La crise majeure subie actuellement par la biodiversité induit un déclin dramatique de notre patrimoine sonore naturel. Et à l’heure de la COP 15, l’exposition Musicanimale, le grand bestiaire sonore tend l’oreille vers le vivant. Vocalises d’oiseaux, stridulations d’insectes, chants mélodiques de baleines, improvisations miaulées, hurlements chorals de loups : cette exposition fait non seulement entendre les sons d’une quarantaine d’espèces, mais elle montre, à travers un parcours de 150 œuvres et objets d’art, combien ils fascinent et inspirent, combien ils suscitent de poésies visuelles et sonores.
« Réintroduire l’homme dans la symphonie du vivant
La biodiversité est menacée, c’est entendu. Et nous commençons sérieusement à l’entendre. Lorsque l’on réalise qu’en 50 ans, 50 % des sons du vivant auraient disparu, ne devient-il pas crucial d’écouter et de capter ces chants, et plus largement de contribuer à la prise de conscience sur la nécessité de préserver le vivant dans sa diversité ? Un an après l’exposition Salgado Amazonia (2021), qui déjà sensibilisait le public à la richesse du patrimoine naturel et sonore de la forêt amazonienne, la Philharmonie de Paris fait résolument de ces questions l’un des pivots de la saison 2022-2023. Une réflexion menée sur tous les fronts : grand cycle de concerts, colloque, forum, Nuit Blanche dédiée aux « Natures sonores », initiatives pédagogiques, parcours bioacoustique dans la Philharmonie des enfants, sans oublier l’exposition Musicanimale. Le Grand Bestiaire sonore.

> _Actions à mener_
(1) Selon le texte sur l'exposition Musicanimale, pourquoi devient-il crucial d'écouter et de capter les chants du vivant ? Répondez en une à trois phrases.
(2) Comment traduire en anglais cette phrase du texte sur l'exposition Musicanimale : « La crise majeure subie actuellement par la biodiversité induit un déclin dramatique de notre patrimoine sonore naturel. » ?
(3) Ces affirmations concordent-elles avec le texte sur l'exposition Musicanimale ? Répondez par oui ou non, en citant les mots décisifs du texte.
(a) L'exposition fait entendre les sons d'une quarantaine d'espèces.
(b) Le parcours de l'exposition compte 300 œuvres et objets d'art.
(c) L'exposition Salgado Amazonia a eu lieu en 2023.

> _Entrées de contours de formes_

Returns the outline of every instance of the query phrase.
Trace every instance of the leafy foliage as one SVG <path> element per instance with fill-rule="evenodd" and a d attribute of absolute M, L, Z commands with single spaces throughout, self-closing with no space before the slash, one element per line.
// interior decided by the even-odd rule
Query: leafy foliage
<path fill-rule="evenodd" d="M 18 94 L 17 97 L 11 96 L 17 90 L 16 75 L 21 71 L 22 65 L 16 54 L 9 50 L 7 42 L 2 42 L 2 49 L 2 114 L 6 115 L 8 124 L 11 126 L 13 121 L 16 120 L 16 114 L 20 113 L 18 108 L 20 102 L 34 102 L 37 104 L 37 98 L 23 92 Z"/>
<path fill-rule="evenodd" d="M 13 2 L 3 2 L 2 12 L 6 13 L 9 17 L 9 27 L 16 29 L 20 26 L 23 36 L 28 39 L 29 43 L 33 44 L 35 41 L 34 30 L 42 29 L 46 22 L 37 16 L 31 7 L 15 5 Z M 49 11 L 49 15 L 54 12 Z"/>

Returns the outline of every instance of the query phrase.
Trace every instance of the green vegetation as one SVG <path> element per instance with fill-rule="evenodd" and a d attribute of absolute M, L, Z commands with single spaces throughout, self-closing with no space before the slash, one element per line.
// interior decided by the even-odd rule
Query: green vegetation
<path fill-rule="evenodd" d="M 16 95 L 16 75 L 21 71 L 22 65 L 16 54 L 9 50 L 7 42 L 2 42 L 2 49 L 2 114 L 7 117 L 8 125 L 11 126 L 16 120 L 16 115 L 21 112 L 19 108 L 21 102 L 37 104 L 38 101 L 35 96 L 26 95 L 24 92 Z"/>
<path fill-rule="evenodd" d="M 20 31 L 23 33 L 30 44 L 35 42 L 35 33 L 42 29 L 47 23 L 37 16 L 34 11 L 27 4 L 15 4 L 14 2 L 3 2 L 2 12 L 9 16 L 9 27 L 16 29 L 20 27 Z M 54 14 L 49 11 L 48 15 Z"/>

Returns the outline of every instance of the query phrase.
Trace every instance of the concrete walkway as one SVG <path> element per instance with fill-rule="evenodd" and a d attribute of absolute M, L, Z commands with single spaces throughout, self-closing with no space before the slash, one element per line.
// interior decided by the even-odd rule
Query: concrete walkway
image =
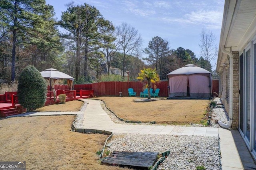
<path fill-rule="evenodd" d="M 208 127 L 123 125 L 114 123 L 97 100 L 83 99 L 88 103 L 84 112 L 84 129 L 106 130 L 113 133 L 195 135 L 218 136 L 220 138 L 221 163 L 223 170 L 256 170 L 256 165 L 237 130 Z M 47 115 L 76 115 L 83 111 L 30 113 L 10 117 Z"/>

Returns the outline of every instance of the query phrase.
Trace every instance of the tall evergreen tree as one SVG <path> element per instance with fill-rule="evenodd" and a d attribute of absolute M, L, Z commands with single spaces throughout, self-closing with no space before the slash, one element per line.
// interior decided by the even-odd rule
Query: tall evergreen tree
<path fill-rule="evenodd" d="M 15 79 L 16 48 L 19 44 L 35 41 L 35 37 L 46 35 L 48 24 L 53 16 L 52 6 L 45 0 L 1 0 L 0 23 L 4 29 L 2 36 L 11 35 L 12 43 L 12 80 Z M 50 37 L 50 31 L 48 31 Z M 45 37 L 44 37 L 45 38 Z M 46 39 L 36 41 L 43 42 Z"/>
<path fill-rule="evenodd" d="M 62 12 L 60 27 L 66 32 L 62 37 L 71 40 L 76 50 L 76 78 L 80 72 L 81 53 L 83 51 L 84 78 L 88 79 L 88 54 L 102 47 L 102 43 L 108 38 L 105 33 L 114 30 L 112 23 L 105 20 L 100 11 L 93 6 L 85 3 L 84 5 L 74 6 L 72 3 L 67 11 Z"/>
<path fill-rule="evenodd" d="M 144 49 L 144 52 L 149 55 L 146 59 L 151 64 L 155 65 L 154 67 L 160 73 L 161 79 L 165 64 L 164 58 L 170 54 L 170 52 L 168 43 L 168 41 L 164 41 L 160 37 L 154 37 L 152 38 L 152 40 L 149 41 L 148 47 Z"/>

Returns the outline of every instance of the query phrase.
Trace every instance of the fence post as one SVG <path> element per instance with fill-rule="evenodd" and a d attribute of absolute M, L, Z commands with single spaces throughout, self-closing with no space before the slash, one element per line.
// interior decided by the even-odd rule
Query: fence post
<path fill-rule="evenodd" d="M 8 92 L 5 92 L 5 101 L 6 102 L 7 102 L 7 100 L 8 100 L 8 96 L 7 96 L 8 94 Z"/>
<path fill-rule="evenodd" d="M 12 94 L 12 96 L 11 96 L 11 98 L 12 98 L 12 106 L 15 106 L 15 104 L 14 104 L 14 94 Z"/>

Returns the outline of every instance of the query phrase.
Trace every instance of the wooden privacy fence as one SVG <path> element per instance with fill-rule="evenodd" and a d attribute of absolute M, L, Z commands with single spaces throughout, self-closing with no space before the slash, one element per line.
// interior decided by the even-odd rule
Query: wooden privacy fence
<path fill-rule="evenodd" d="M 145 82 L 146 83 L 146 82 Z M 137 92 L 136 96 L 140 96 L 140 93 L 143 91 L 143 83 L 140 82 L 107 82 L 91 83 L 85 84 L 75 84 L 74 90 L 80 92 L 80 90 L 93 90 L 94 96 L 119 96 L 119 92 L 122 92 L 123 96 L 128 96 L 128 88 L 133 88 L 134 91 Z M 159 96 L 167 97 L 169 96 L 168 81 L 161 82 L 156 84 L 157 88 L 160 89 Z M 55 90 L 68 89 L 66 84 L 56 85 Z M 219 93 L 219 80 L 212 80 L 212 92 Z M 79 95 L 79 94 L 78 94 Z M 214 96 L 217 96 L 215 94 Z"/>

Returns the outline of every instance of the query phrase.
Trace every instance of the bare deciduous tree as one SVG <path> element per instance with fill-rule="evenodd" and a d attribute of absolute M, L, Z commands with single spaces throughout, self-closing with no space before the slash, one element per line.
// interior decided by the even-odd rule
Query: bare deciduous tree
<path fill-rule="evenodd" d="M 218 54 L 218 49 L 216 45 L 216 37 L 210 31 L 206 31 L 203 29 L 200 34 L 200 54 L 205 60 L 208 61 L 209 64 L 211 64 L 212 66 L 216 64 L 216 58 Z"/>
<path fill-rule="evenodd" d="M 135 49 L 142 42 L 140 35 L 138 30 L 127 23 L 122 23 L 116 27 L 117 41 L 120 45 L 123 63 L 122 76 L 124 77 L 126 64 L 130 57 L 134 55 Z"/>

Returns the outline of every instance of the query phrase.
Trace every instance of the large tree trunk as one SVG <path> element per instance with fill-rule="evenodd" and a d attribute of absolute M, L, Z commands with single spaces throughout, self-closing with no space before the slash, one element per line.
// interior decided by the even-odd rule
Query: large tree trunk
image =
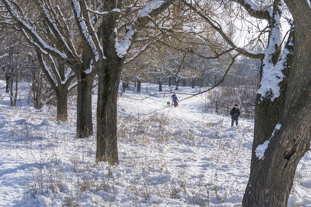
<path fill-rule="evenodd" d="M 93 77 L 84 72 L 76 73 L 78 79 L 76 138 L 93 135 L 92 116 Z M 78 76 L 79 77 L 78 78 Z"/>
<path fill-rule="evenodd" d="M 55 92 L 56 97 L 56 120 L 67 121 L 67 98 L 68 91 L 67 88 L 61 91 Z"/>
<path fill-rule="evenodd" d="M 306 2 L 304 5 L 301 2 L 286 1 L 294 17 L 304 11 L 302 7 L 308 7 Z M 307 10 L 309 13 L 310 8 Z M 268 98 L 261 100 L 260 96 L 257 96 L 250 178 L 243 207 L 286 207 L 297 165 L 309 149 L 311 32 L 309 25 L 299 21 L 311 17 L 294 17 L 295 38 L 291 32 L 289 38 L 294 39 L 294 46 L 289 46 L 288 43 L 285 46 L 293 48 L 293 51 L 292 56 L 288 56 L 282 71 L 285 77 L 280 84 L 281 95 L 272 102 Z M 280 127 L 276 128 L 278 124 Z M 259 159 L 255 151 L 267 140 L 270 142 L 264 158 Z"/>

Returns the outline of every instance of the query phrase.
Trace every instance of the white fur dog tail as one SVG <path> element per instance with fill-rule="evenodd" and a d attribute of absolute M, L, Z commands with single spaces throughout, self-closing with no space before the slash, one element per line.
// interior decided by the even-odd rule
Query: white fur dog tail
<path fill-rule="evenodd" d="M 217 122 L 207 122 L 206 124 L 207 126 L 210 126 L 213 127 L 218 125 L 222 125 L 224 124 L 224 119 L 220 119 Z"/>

> _Réponses correctes_
(1) Parce qu'en 50 ans, 50 % des sons du vivant auraient disparu. Écouter et capter ces chants contribue aussi à la prise de conscience de la nécessité de préserver le vivant dans sa diversité.

(2) The major crisis currently being suffered by biodiversity is causing a dramatic decline in our natural sound heritage.

(3)
(a) Oui : « cette exposition fait non seulement entendre les sons d’une quarantaine d’espèces ».
(b) Non : « à travers un parcours de 150 œuvres et objets d’art ».
(c) Non : « Un an après l’exposition Salgado Amazonia (2021) ».